SET TASK: Update the lines from the start of the data records through the line containing "[[[296,352],[322,349],[322,270],[296,276]]]" by replacing "bromeliad plant" with "potted plant" and leaving everything else unchanged. Omit the pictures from your answer.

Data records

===

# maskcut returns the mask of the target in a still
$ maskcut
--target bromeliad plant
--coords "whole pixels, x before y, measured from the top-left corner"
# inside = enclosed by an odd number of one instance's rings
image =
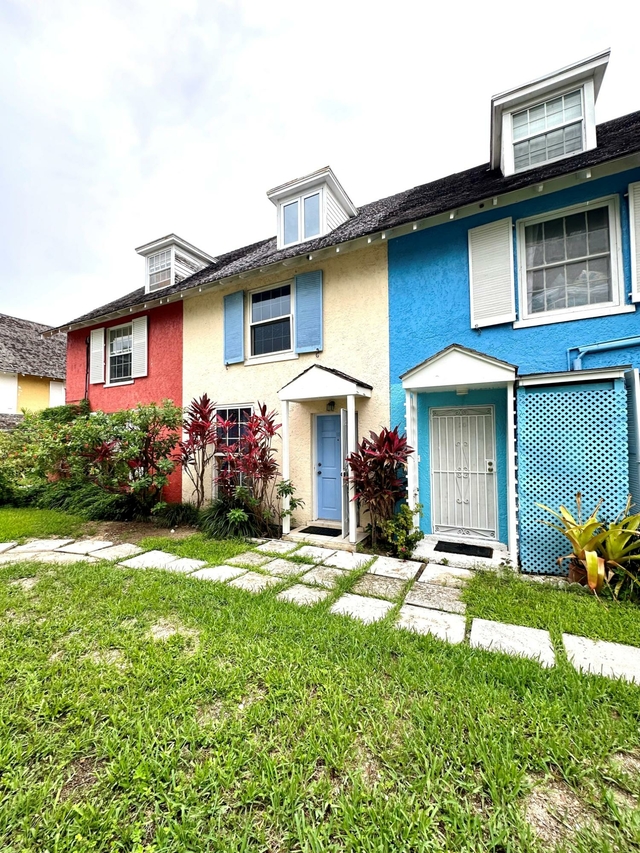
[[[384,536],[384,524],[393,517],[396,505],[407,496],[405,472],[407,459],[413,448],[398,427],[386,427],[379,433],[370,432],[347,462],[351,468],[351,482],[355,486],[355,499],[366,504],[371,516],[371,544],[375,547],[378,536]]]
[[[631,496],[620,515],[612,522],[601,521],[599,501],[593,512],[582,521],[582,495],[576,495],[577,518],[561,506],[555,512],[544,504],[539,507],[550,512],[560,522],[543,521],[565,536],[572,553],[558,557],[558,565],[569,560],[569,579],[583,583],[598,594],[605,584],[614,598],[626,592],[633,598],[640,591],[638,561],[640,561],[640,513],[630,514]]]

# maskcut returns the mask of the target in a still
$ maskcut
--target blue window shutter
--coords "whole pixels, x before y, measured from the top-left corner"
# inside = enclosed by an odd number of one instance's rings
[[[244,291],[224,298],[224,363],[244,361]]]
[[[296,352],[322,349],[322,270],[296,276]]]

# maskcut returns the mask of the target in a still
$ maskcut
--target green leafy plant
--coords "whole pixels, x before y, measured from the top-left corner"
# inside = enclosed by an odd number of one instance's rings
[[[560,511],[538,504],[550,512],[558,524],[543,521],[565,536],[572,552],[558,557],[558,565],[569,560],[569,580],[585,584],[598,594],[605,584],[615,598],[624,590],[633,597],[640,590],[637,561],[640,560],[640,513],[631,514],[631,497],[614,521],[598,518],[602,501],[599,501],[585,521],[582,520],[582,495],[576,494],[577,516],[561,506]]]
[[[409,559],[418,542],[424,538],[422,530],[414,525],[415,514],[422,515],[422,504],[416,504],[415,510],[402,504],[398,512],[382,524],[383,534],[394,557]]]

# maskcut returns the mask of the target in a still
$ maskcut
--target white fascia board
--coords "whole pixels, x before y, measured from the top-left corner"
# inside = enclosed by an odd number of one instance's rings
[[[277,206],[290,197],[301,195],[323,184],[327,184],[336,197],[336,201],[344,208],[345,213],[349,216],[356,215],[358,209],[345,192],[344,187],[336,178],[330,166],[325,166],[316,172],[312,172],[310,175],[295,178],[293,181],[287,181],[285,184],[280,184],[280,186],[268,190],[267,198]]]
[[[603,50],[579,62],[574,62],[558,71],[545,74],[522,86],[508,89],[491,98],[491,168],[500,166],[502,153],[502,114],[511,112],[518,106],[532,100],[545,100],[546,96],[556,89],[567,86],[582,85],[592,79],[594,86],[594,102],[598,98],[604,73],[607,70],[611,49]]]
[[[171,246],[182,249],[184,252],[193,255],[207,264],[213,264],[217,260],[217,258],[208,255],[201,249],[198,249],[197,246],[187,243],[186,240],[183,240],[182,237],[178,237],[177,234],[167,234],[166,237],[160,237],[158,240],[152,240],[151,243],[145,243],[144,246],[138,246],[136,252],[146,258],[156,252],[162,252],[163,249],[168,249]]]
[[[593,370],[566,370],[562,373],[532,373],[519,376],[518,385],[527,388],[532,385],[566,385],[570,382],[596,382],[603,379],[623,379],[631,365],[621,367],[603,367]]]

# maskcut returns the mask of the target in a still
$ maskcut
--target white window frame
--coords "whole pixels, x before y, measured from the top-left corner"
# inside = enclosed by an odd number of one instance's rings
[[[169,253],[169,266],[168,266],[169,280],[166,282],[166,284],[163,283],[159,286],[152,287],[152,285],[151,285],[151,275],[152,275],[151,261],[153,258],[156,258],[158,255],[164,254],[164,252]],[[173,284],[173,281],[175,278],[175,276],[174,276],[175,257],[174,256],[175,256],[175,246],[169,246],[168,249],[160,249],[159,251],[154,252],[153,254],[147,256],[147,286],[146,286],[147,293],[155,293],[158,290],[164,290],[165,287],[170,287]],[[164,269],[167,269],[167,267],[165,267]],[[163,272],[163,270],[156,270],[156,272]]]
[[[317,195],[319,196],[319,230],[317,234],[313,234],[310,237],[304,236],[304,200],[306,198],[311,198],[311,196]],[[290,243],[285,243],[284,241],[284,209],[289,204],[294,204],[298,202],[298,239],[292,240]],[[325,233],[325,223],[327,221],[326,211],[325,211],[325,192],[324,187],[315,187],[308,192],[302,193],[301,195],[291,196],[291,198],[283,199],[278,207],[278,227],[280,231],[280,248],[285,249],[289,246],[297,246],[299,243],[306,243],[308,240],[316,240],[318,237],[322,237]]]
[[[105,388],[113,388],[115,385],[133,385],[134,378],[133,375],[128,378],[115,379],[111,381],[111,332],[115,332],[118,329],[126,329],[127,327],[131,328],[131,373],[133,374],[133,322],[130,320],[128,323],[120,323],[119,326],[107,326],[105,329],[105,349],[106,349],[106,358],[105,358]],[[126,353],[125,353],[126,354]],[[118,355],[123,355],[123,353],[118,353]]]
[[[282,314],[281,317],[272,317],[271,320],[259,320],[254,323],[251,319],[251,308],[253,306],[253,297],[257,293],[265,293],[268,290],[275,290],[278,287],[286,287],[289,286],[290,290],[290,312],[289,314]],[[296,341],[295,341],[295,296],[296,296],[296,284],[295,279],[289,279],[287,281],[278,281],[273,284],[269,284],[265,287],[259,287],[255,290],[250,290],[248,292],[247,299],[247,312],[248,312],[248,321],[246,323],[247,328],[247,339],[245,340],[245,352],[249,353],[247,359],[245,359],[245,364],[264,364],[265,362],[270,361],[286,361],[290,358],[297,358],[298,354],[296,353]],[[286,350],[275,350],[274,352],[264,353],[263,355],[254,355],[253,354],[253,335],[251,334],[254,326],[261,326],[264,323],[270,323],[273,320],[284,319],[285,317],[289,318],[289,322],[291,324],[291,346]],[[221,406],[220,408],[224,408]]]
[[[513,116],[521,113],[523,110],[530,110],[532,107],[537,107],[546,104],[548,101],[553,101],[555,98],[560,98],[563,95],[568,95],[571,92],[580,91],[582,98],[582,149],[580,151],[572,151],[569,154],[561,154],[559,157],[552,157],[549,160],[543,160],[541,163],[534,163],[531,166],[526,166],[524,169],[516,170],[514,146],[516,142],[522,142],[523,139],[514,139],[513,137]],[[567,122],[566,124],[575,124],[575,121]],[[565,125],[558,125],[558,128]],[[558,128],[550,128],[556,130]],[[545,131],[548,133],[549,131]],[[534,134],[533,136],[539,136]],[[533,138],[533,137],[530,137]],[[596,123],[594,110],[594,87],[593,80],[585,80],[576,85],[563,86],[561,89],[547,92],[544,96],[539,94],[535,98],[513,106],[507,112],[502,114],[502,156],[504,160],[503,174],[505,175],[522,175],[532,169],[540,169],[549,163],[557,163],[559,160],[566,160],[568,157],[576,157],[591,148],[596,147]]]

===

FULL ANSWER:
# maskcut returns the mask of the target in a still
$ maskcut
--target potted plant
--coords "whole pixels, x before y, measured from the top-left corner"
# inside = enclosed by an odd number of one instance's rings
image =
[[[384,536],[384,524],[393,517],[396,505],[407,496],[405,472],[407,459],[413,448],[398,427],[386,427],[379,433],[370,432],[347,462],[351,468],[351,482],[355,486],[355,499],[366,504],[371,516],[371,544],[375,547],[378,536]]]
[[[631,496],[620,515],[612,522],[601,521],[599,501],[593,512],[582,521],[582,495],[576,495],[577,518],[561,506],[555,512],[544,504],[539,507],[550,512],[560,522],[543,521],[565,536],[572,553],[558,557],[558,565],[569,560],[569,579],[583,583],[598,594],[605,584],[614,598],[626,592],[633,598],[640,591],[638,561],[640,561],[640,513],[630,514]]]

# maskcut returns the mask of the target in a still
$ maskcut
--target blue window shutter
--coords "whole pixels, x before y, measured from the top-left corner"
# inside = enclosed by an odd number of one instance's rings
[[[244,291],[224,298],[224,363],[244,361]]]
[[[296,352],[322,349],[322,270],[296,276]]]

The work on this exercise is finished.